• _本文の抜粋_
——
[ファイトクラブ]その名はプロレスラー! ~政治家向き?の特異な商売~

[週刊ファイト1月4日-11日合併号]収録 [ファイトクラブ]公開中

▼その名はプロレスラー! ~政治家向き?の特異な商売~
 by 立嶋 博
・旭鷲山の体たらくに見る、「相撲取り」と「政治家」のギャップ
・よくもこんなに!プロレスラーの政界遍歴 「国会編」
・プロレスラー政界遍歴 「地方政界編」 ~インディーの花盛り~
・どうして彼らは、こんなにも政治の道を目指し続けるのか?
・では新世代のレスラーたちも、いつかは政界を目指すのか?


 総選挙が行われたことや国際情勢の急迫もあって、今年は近年になく政治の話題が多かったように思う。小池劇場、モリカケ問題、トランプ発言など、大衆が喜ぶ「政界プロレス」の上演も例年より賑やかだった。

 殊に森友学園関係者の半端ヒールぶりは、巧まずして演じた割には見るべきところがあり、元理事長の証人喚問などはそれなりに楽しんで見ることができた。あの局面で逮捕されなければ、自己陶酔型の勘違いC級タレントとして、もう数か月はテレビ画面でワラワラ躍らせることができたのに、と残念でならない。
——
• _使う項目_
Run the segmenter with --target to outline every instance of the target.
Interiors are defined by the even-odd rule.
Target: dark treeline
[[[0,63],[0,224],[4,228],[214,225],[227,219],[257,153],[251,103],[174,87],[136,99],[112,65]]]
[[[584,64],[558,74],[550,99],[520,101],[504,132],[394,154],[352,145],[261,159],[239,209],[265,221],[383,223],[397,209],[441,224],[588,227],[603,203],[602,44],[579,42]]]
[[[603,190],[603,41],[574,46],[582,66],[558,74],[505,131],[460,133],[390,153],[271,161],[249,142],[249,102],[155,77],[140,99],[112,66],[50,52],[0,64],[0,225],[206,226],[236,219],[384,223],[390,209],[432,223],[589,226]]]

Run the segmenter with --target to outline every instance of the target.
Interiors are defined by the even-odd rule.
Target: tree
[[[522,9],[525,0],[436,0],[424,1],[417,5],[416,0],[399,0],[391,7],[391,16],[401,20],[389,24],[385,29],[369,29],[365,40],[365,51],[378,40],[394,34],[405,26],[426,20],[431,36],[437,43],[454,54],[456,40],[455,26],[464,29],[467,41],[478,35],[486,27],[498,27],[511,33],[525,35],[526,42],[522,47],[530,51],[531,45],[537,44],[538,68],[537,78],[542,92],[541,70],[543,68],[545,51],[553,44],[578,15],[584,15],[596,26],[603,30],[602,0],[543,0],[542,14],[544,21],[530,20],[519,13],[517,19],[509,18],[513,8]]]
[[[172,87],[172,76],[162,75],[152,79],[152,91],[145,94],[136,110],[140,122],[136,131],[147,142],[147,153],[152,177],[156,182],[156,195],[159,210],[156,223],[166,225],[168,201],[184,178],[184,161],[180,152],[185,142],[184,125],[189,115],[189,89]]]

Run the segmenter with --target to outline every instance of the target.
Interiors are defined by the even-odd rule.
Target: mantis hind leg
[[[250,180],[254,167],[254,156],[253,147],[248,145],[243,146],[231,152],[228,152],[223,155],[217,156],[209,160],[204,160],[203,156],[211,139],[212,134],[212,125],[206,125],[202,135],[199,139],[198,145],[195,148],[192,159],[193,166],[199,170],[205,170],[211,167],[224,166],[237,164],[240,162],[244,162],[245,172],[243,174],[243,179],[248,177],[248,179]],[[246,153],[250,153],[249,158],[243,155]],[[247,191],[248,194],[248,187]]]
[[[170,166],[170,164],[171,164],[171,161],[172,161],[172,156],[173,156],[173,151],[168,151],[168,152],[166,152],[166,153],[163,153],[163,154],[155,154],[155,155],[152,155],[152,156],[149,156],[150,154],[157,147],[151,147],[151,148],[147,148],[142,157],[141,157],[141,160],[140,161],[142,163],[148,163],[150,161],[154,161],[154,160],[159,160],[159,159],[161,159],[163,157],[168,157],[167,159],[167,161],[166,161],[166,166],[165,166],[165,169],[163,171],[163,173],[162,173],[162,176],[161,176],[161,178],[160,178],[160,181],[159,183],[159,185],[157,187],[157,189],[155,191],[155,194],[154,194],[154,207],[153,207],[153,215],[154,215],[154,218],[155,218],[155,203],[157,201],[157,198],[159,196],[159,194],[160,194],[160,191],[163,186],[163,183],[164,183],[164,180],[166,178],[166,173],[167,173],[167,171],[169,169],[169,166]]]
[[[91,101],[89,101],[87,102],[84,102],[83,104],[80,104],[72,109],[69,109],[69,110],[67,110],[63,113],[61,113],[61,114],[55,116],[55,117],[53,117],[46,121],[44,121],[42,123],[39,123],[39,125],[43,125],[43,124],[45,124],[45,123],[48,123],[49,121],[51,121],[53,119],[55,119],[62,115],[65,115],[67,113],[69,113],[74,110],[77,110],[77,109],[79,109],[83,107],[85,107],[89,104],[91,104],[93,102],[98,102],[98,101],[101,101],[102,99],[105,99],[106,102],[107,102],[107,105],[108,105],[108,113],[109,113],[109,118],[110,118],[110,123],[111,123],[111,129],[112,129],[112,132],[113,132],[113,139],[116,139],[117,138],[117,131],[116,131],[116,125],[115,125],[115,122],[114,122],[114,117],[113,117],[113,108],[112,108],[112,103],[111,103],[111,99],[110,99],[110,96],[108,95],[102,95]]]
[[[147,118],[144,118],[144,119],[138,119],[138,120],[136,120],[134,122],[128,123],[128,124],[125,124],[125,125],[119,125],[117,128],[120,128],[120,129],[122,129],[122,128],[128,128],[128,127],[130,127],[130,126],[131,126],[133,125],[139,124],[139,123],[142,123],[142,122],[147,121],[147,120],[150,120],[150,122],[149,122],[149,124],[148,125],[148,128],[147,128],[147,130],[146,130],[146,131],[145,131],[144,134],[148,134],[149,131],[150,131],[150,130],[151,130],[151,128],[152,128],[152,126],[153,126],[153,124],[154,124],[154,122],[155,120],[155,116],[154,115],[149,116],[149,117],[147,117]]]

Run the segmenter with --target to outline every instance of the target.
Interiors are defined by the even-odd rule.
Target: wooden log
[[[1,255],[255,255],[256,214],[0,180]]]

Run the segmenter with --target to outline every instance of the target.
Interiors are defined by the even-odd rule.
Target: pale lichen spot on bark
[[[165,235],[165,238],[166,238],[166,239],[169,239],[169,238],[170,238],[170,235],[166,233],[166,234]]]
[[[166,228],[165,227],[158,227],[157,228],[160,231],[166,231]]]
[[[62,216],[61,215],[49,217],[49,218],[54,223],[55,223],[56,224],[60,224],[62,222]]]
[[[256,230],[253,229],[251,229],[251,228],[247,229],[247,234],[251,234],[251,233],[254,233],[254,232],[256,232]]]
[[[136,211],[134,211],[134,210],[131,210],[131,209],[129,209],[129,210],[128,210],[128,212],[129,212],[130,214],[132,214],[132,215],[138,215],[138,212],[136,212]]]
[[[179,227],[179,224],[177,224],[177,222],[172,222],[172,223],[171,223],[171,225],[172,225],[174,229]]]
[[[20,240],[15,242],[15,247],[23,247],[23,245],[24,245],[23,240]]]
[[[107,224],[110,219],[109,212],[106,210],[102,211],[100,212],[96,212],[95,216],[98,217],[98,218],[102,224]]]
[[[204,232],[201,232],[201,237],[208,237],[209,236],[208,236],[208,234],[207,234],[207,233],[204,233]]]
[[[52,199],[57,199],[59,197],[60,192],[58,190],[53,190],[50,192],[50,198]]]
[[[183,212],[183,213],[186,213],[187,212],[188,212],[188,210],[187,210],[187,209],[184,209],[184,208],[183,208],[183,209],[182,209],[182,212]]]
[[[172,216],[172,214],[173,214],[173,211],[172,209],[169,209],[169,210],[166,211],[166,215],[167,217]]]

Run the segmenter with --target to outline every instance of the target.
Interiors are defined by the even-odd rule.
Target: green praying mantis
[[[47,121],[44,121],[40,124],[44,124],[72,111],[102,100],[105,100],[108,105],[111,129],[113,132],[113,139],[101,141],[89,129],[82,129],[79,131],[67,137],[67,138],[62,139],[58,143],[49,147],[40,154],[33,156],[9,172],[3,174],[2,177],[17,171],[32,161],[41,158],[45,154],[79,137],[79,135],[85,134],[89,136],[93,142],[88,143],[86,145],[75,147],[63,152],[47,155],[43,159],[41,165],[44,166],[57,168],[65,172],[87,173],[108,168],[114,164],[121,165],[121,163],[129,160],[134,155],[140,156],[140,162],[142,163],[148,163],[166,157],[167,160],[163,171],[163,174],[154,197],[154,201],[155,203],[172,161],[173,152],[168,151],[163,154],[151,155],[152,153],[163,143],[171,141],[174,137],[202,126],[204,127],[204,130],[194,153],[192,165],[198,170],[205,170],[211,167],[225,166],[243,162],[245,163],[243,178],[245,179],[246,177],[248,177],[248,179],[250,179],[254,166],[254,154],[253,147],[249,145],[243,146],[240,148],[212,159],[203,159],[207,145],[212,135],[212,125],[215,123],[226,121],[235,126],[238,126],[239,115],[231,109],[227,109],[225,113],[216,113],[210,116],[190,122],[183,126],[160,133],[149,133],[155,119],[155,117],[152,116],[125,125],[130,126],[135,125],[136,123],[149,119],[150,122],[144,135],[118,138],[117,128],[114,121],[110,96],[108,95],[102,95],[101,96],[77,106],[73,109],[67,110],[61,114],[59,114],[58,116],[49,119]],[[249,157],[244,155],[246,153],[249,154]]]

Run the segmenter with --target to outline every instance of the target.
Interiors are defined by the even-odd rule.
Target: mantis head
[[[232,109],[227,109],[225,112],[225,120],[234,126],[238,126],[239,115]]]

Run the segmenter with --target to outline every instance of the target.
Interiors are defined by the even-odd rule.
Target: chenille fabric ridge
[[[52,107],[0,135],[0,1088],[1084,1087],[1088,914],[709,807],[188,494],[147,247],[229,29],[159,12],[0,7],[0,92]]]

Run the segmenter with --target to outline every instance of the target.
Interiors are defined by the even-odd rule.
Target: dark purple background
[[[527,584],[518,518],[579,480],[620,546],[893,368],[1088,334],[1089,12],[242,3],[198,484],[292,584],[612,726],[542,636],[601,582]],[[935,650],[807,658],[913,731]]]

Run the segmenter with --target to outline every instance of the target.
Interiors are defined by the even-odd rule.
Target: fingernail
——
• _やること A_
項目の中から「dark」という語を含む行をすべて集めてください。大文字と小文字は区別します。
• _やること B_
プロレスラーと政治についての文章を、最後の文のあとから引き継いで書き進めてください。

• _解答例 A_
Target: dark treeline
Target: dark purple background

• _解答例 B_
 それにしても安倍首相、個人攻撃に対する「バンプ」が下手である。大根レスラーはメイン・イベントにはお呼びじゃない。菅官房長官という強力な「ポリスマン」がいなかったら、第一次政権の時のような無惨な退陣もあり得ただろう。

 政治が「プロレス型」になってきた、と評したのは数十年前の堺屋太一であったと記憶するが、その指摘は現在の政界模様においても正鵠を射ている。
 さて、来年はどんなブックが描かれるのだろうか。ミル・マスカラス的絶対ベビーを貫きたい安倍のリング捌きは、少しは上達するのだろうか。

 プロスポーツ選手出身の政治家は結構多い。
 参議院や地方議員を中心に、色々な競技が政治家を輩出している。
 特に多いのが野球とプロレス。どちらもテレビでの露出が多い種目だけに、当然と言えば当然だ。
 サッカー界もJリーグ発足から今年で25年目を迎え、そろそろ元選手たちが政界に転身し始めそうな頃合いに入ってきた。事実、元日本代表の高松大樹が、今年2月の大分市議選に初立候補してトップ当選を果たしている。

 しかし、NHKで連日、全国津々浦々にまでその名前が放送され、知名度の点では申し分ないはずの大相撲力士の政治家転身は稀だ。
 プロレスとの共通点も多い種目なのに、これはどうしてなのだろうか。
 そしてプロレスラーたちはどうして、こぞって政界を目指すのだろうか。

 旭鷲山の体たらくに見る、「相撲取り」と「政治家」のギャップ

 先般の日馬富士と貴ノ岩の騒動に脇から口を突っ込んできた旭鷲山のお節介焼きには呆れた。下手な絵を描いたものだ。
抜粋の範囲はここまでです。